[Dataset entries]
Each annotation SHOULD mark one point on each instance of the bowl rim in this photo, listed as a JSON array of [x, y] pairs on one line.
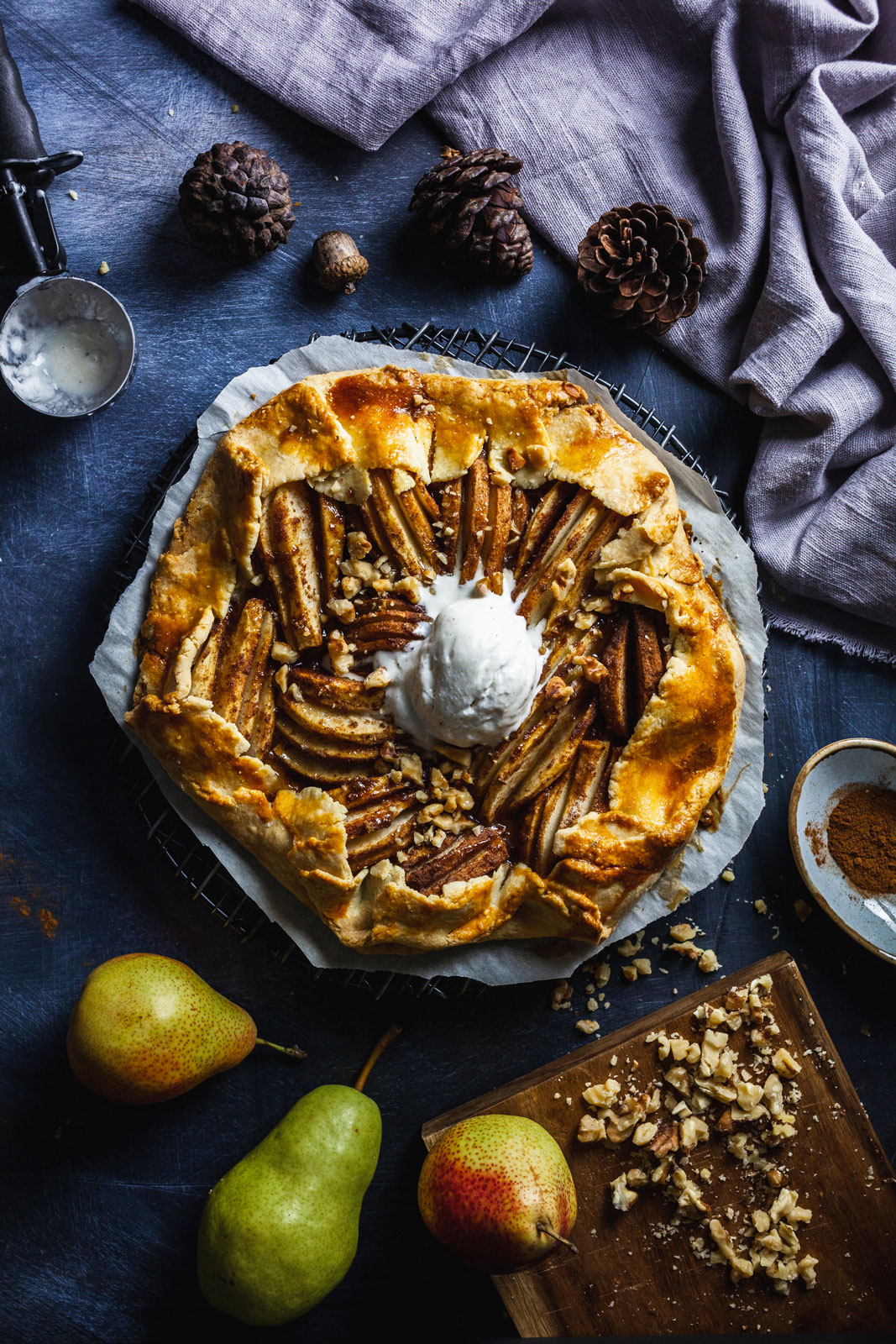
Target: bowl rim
[[844, 743]]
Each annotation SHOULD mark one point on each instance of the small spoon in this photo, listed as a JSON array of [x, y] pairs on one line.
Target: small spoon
[[67, 347]]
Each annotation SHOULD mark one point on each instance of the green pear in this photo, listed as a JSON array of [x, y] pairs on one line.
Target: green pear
[[497, 1191], [147, 1028], [280, 1230]]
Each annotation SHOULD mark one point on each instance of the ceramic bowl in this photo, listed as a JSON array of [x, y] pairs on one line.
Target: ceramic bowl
[[820, 785]]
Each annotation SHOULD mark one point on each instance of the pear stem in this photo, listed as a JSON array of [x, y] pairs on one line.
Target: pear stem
[[285, 1050], [375, 1054], [548, 1231]]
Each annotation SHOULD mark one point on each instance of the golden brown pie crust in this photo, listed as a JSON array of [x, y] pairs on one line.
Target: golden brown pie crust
[[332, 432]]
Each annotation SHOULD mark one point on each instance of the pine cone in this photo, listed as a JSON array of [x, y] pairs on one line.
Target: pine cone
[[472, 205], [235, 202], [644, 265]]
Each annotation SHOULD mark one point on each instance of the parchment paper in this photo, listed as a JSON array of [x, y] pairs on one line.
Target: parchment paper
[[725, 553]]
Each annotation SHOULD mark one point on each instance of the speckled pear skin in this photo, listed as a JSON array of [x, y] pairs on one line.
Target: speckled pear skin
[[147, 1028], [486, 1186], [280, 1230]]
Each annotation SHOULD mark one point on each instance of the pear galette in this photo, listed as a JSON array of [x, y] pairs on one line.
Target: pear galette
[[439, 654]]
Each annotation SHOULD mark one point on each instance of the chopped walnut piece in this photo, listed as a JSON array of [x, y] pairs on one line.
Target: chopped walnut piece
[[622, 1196], [683, 933], [806, 1270], [694, 1131], [602, 1095], [685, 949], [340, 655], [591, 1129], [785, 1063], [342, 609], [411, 768], [557, 691], [667, 1139], [281, 652], [564, 578], [741, 1268], [562, 995], [358, 544]]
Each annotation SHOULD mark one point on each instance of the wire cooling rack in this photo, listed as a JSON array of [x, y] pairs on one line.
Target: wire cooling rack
[[195, 864]]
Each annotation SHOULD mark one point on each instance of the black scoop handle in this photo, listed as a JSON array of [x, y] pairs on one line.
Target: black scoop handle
[[19, 134]]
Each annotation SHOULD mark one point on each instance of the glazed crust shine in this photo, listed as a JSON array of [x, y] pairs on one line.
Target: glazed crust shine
[[344, 436]]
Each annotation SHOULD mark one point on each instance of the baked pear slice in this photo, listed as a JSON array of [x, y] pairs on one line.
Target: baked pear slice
[[289, 550], [335, 723]]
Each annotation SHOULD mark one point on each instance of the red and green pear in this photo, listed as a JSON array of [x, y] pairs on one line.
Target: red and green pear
[[497, 1191], [147, 1028]]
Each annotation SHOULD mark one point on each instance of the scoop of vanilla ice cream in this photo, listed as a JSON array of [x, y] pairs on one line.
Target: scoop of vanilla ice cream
[[474, 674]]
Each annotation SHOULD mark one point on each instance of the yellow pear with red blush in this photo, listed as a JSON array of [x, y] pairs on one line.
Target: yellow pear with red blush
[[499, 1193], [147, 1028]]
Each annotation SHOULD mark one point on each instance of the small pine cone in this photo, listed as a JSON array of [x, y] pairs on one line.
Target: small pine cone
[[235, 202], [644, 266], [472, 205]]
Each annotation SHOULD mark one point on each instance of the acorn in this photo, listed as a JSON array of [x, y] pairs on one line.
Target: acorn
[[338, 261]]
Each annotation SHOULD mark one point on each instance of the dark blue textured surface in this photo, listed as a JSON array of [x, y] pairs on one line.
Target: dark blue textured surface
[[102, 1202]]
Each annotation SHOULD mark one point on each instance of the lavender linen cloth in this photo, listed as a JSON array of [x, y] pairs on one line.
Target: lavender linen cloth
[[772, 124]]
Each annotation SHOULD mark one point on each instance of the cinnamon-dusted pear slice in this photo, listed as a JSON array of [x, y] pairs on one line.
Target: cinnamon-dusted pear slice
[[288, 546], [206, 665], [426, 501], [600, 800], [647, 662], [331, 524], [553, 806], [540, 528], [401, 542], [450, 510], [519, 522], [474, 517], [571, 593], [316, 768], [362, 793], [327, 748], [372, 524], [584, 780], [262, 729], [380, 812], [539, 757], [345, 725], [492, 768], [340, 692], [582, 517], [528, 830], [421, 528], [495, 557], [258, 679], [558, 750], [458, 860], [613, 691], [242, 664], [367, 850]]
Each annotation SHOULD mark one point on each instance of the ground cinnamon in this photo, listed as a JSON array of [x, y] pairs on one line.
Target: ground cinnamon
[[862, 839]]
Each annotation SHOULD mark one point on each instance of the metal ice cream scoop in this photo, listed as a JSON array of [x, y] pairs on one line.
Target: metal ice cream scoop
[[66, 344]]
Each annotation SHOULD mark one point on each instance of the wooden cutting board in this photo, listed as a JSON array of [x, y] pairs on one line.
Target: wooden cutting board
[[626, 1280]]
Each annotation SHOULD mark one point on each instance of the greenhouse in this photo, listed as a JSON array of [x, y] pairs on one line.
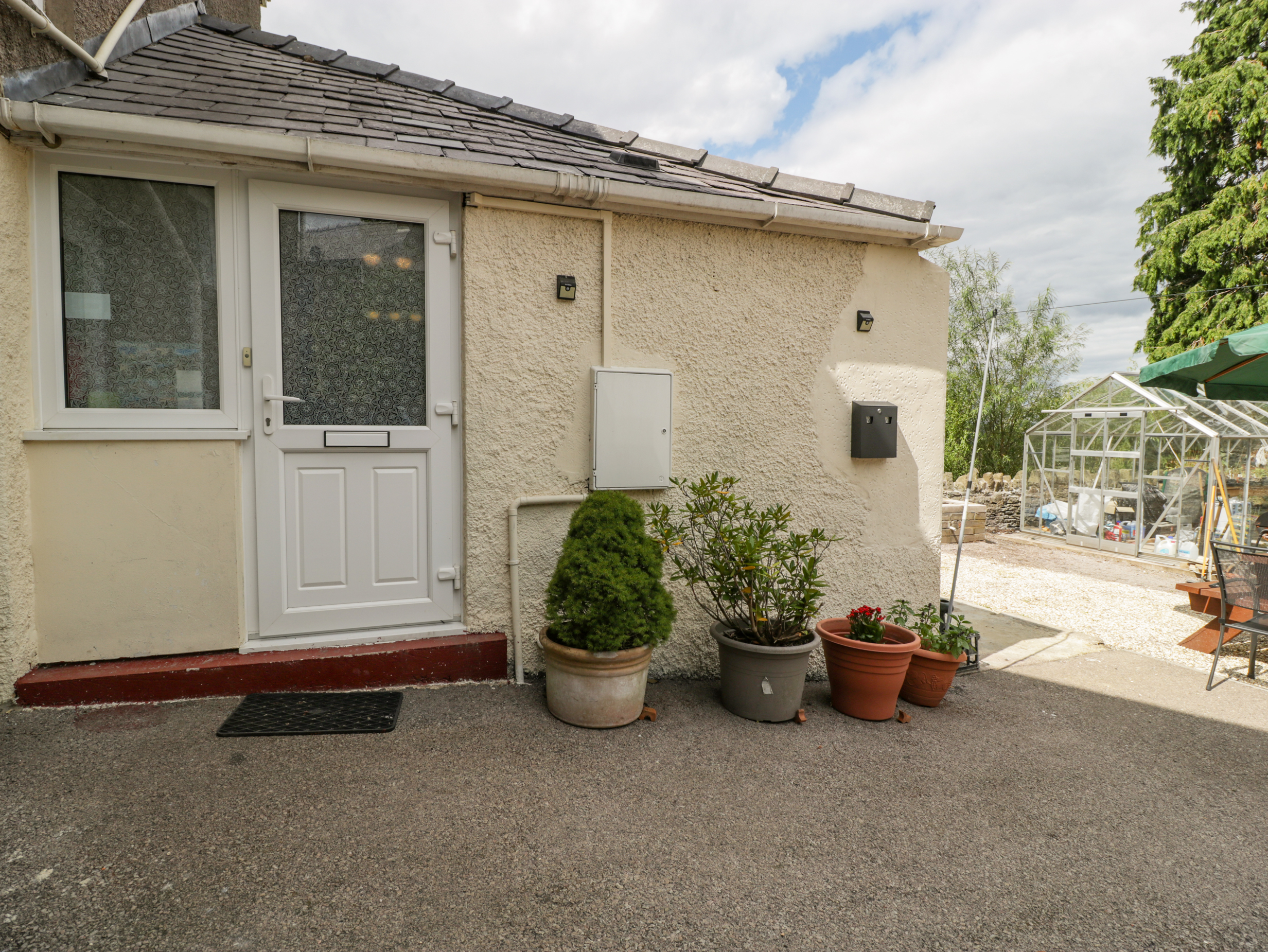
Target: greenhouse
[[1147, 472]]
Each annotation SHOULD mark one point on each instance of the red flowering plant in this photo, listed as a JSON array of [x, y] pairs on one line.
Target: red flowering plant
[[865, 625]]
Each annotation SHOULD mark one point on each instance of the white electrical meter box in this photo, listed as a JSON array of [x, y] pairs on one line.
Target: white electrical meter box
[[633, 429]]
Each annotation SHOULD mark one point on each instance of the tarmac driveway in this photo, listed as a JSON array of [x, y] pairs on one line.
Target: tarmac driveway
[[1102, 802]]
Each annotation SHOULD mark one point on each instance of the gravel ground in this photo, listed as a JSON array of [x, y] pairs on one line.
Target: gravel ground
[[1043, 812], [1122, 604]]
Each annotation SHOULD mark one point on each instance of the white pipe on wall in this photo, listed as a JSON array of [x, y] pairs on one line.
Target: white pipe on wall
[[513, 204], [97, 64], [513, 561]]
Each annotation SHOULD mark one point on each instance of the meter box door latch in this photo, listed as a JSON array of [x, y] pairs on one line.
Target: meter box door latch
[[633, 433], [874, 430]]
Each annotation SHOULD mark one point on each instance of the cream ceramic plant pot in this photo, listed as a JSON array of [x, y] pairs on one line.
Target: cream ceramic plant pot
[[595, 689]]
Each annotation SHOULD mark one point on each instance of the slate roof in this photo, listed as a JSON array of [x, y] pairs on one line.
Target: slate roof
[[204, 69]]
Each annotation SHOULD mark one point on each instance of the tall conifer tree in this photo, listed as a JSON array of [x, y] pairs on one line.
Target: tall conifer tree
[[1209, 230]]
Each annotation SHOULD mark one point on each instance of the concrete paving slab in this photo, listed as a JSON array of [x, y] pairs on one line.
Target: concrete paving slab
[[1063, 805]]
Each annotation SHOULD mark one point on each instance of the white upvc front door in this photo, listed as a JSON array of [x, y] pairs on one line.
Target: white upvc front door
[[353, 344]]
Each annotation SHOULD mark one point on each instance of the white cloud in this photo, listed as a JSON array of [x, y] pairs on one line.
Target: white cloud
[[1026, 122]]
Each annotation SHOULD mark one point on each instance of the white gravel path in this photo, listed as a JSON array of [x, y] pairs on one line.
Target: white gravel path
[[1122, 605]]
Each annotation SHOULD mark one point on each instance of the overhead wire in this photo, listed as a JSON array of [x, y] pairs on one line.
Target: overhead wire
[[1120, 301]]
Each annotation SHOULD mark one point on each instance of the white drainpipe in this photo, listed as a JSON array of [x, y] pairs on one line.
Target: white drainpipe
[[97, 64], [513, 518]]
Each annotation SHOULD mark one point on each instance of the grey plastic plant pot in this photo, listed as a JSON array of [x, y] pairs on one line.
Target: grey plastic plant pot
[[760, 682]]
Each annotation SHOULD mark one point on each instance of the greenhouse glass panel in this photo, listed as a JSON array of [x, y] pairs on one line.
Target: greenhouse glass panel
[[1147, 472]]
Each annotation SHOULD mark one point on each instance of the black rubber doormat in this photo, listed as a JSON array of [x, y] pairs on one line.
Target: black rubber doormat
[[313, 713]]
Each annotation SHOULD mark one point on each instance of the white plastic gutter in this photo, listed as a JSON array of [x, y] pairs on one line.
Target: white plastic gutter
[[512, 204], [513, 561], [97, 64], [126, 131]]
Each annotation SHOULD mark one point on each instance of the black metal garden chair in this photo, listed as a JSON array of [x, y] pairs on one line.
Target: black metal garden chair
[[1243, 573]]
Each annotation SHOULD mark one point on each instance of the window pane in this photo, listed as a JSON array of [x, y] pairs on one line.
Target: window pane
[[138, 293], [353, 329]]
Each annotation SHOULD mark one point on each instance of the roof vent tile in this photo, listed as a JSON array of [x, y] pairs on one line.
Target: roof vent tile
[[222, 26], [367, 67], [636, 162], [321, 55], [533, 114], [667, 150], [600, 132], [273, 41], [813, 188], [739, 170], [472, 97]]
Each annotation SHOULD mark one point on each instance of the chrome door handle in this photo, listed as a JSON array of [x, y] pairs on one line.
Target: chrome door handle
[[271, 398]]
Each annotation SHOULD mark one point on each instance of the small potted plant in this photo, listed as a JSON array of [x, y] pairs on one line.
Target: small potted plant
[[868, 660], [941, 653], [759, 581], [605, 609]]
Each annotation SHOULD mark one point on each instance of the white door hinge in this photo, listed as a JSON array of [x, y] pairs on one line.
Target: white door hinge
[[449, 239], [448, 410]]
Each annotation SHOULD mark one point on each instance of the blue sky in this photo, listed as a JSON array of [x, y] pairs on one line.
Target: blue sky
[[1028, 122]]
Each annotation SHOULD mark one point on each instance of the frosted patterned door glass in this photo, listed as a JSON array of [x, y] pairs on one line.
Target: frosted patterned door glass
[[138, 293], [353, 329]]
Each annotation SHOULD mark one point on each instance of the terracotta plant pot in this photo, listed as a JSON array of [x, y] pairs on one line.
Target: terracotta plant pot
[[867, 677], [761, 682], [930, 676], [595, 689]]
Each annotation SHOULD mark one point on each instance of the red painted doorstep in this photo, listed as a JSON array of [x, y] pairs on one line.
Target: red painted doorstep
[[469, 657]]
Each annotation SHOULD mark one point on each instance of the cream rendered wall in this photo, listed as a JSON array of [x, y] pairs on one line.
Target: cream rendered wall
[[17, 582], [760, 331], [137, 548]]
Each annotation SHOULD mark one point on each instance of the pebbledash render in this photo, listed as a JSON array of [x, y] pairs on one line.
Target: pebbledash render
[[233, 217]]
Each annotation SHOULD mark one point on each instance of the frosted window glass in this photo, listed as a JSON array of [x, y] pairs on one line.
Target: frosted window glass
[[353, 320], [138, 293]]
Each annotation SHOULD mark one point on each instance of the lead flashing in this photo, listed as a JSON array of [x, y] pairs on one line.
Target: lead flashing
[[542, 117], [739, 170], [592, 131], [473, 97], [667, 150], [813, 188]]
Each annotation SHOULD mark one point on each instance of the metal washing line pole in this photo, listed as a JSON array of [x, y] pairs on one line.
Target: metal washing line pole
[[973, 462]]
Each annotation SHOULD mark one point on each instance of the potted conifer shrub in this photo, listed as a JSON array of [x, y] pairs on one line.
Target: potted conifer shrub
[[758, 579], [605, 610], [944, 648], [868, 660]]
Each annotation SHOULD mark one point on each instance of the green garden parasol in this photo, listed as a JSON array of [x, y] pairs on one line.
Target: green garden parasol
[[1233, 368]]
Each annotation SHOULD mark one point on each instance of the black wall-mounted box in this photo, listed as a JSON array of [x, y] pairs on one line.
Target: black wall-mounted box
[[874, 430]]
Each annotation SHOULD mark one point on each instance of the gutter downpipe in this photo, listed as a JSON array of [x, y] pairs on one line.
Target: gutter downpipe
[[513, 518], [97, 64], [462, 175]]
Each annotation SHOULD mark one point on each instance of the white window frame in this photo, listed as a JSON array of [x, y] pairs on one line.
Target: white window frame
[[50, 365]]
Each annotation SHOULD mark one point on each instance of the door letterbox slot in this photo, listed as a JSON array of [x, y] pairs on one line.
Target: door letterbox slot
[[358, 438]]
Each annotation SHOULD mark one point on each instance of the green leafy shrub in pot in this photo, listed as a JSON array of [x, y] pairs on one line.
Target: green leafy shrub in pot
[[954, 639], [607, 594], [745, 567]]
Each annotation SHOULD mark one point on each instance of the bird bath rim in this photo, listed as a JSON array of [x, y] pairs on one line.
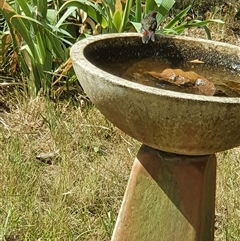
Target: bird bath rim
[[166, 120], [133, 85]]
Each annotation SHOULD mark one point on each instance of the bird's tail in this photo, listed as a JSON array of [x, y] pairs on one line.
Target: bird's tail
[[147, 35]]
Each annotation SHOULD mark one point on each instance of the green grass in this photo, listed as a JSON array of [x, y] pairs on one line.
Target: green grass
[[76, 196]]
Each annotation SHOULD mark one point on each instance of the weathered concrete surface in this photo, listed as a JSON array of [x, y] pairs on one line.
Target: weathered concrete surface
[[168, 198], [166, 120]]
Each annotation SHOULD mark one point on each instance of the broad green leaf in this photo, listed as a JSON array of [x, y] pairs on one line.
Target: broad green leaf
[[20, 26], [138, 13], [137, 26], [126, 13], [25, 7], [43, 8], [176, 20], [69, 11], [117, 21], [150, 5], [163, 7]]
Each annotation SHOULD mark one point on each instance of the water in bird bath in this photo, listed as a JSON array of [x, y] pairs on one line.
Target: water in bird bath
[[146, 71]]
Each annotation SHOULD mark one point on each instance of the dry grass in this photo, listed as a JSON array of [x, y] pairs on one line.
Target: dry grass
[[77, 193]]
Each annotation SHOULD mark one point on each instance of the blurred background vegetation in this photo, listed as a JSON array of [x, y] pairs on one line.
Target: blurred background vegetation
[[36, 35], [63, 166]]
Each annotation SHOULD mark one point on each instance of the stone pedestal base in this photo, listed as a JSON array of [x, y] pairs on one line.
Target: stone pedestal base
[[168, 198]]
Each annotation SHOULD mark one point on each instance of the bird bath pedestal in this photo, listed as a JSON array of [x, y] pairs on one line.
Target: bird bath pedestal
[[170, 194]]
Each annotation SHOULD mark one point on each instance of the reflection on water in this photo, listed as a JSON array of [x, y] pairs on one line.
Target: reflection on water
[[227, 83]]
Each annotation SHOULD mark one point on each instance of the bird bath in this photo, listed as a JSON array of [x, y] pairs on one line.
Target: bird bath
[[170, 194]]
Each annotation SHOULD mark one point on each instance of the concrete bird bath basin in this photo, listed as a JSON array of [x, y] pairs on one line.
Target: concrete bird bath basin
[[171, 189]]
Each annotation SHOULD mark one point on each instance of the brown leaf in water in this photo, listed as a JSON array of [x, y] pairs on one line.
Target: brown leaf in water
[[189, 79]]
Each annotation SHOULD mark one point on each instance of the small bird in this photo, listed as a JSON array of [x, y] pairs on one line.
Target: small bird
[[149, 25]]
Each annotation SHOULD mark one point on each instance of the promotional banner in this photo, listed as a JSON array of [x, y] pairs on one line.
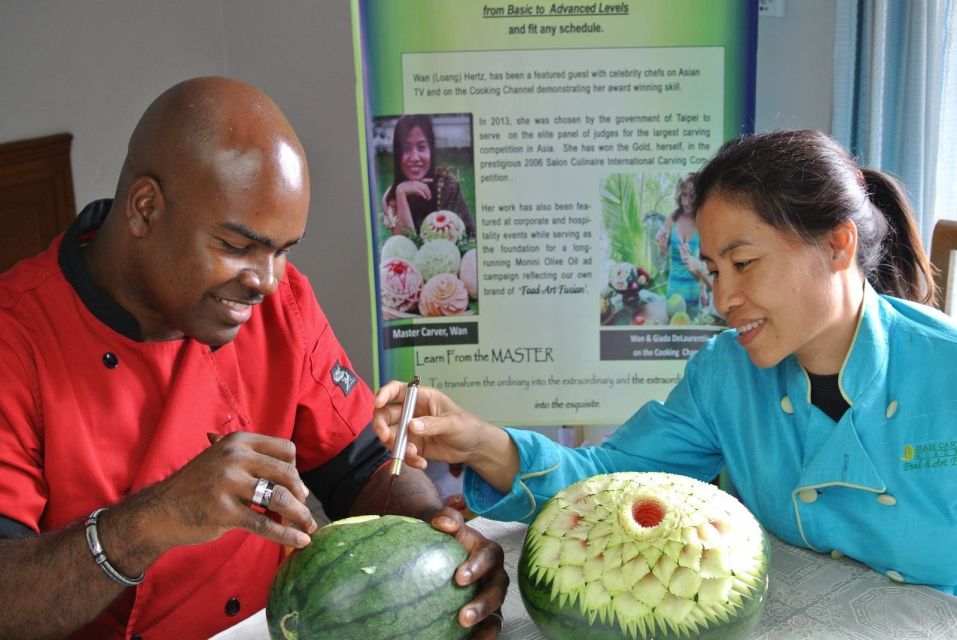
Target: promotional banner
[[529, 180]]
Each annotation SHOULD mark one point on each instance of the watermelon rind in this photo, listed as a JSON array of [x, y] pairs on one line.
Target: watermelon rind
[[370, 578]]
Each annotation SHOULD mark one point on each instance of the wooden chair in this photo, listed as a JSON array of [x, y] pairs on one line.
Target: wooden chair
[[943, 243]]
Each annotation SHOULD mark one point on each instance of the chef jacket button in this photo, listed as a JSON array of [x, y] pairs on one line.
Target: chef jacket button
[[786, 405], [891, 409], [232, 607]]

YOUR OBJECTIVE => Given the records above, return exactly the lines starting at the line containing "of the lavender" and ending at the line containing "the wooden cutting", including both.

SOLUTION TO THIS EXERCISE =>
Each annotation SHOULD mark one point on each instance of the lavender linen cloth in this photo, listed as a JSON array of [x, y] pairs on one line.
Target: lavender linen cloth
[[772, 124]]
Each annotation SHOULD mark one point on each instance of the cinnamon-dusted pear slice in this photo, listed as a JSON array of [x, y] pairs on one line.
Target: cinnamon-dusted pear slice
[[288, 546], [206, 665], [426, 501], [600, 800], [647, 662], [331, 524], [553, 806], [540, 528], [401, 542], [450, 510], [519, 522], [474, 517], [571, 593], [316, 768], [362, 793], [327, 748], [372, 524], [584, 780], [262, 729], [380, 812], [539, 757], [345, 725], [492, 768], [340, 692], [582, 517], [528, 830], [421, 528], [495, 557], [258, 679], [558, 750], [458, 860], [613, 691], [242, 664], [367, 850]]
Each annotation SHOULD mark one point on each instance of the ground cinnamon in this photo, listed as a JSON array of [x, y] pairs on one line.
Target: ground cinnamon
[[862, 839]]
Each annotation SHOULD mark one point on each instance of the metal ice cream scoop in this photo, listed as a JSON array of [x, y] pairs on one line.
Target: metal ice cream scoop
[[66, 344]]
Each annotation SHOULD mark one point on each instance of the wooden cutting board in this photo, listed as a JSON array of [x, y] pairs on one line.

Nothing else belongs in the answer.